GIVEN REQUEST
Below is a block of records: output all of them exactly and leave out the pictures.

SUPPLIED ENTRIES
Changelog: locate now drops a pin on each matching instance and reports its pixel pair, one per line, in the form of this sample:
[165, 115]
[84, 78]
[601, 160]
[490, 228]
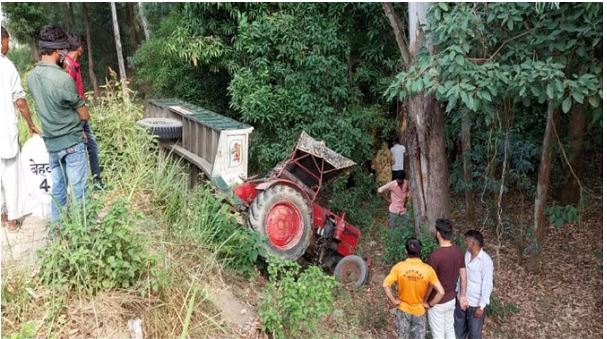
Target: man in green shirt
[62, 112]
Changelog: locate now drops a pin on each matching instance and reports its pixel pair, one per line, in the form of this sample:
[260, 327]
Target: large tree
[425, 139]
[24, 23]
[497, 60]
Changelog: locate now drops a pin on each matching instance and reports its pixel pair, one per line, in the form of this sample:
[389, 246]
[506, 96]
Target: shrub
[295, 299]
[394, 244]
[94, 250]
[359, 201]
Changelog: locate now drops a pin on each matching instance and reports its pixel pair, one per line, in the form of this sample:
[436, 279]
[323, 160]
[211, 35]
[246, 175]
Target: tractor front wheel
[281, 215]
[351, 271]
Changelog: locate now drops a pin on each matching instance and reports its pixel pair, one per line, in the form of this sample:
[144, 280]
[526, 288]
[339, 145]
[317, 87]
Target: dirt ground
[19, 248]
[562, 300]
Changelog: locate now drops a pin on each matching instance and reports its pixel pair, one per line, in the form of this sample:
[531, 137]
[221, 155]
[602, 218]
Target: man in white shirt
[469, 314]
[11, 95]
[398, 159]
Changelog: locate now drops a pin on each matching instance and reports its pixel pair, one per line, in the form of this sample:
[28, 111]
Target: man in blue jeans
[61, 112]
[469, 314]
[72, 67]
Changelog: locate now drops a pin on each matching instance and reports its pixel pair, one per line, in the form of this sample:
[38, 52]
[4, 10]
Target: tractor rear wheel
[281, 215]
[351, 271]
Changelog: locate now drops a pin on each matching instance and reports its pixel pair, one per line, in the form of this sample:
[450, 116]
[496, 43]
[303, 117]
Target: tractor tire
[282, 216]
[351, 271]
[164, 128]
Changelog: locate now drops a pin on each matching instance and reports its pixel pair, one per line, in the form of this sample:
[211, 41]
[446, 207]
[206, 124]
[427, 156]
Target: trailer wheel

EXPECTED OUTPUT
Changelog: locate now drops a pin on each matching instance and reports its pixel pair, one per line, in the form of this sample:
[165, 115]
[84, 78]
[601, 160]
[490, 228]
Target: man in green shirt
[62, 112]
Changelog: locate now drops a pin on each matching instance and reports its pixel pair, one per line, in the form of this sample:
[260, 327]
Target: large tree
[425, 139]
[24, 23]
[497, 60]
Changelog: locate now drops a pin on each matching instance and reports its pixel pair, one per line, in the form of this sample:
[389, 246]
[506, 96]
Target: shrub
[295, 299]
[394, 244]
[94, 250]
[359, 201]
Changelog: locate now drops a pin on each matching instance and reports its pixel pair, one per line, in the form of this sample:
[436, 279]
[323, 160]
[211, 35]
[246, 175]
Target: tractor front wheel
[281, 215]
[351, 271]
Changelog: locate now drops a pin on each matching instance and reports its pixel pair, one per line, in the form of this sample:
[144, 280]
[526, 288]
[339, 145]
[317, 87]
Target: dirt ground
[19, 248]
[562, 300]
Changelog: locate now drops a pin on each matching instance and reports its pixel pair, one per line, in the form of this sample:
[531, 137]
[221, 155]
[602, 218]
Target: man in white shirt
[469, 314]
[11, 95]
[398, 159]
Changelog: locate now drops a pin on each matching instance and reports its pixel pair, one per line, in the form of this sample:
[28, 111]
Target: man in blue jeans
[61, 112]
[469, 314]
[72, 67]
Changelog: locate now drops a pin on each matching instance and reports its pixel pair, one per line, in the form of this sample:
[38, 52]
[4, 10]
Target: tractor rear wheel
[281, 215]
[351, 271]
Changelog: locate now drops a pin on each matching instance and reports its pixel pair, one per line, in the form of this sample:
[450, 116]
[496, 43]
[303, 117]
Target: tractor tire
[282, 216]
[351, 271]
[164, 128]
Changelog: locate now drops a pin on each matching instance and reports its pixel pair, one per line, in the form of this sample:
[211, 41]
[446, 207]
[206, 124]
[427, 156]
Target: trailer wheel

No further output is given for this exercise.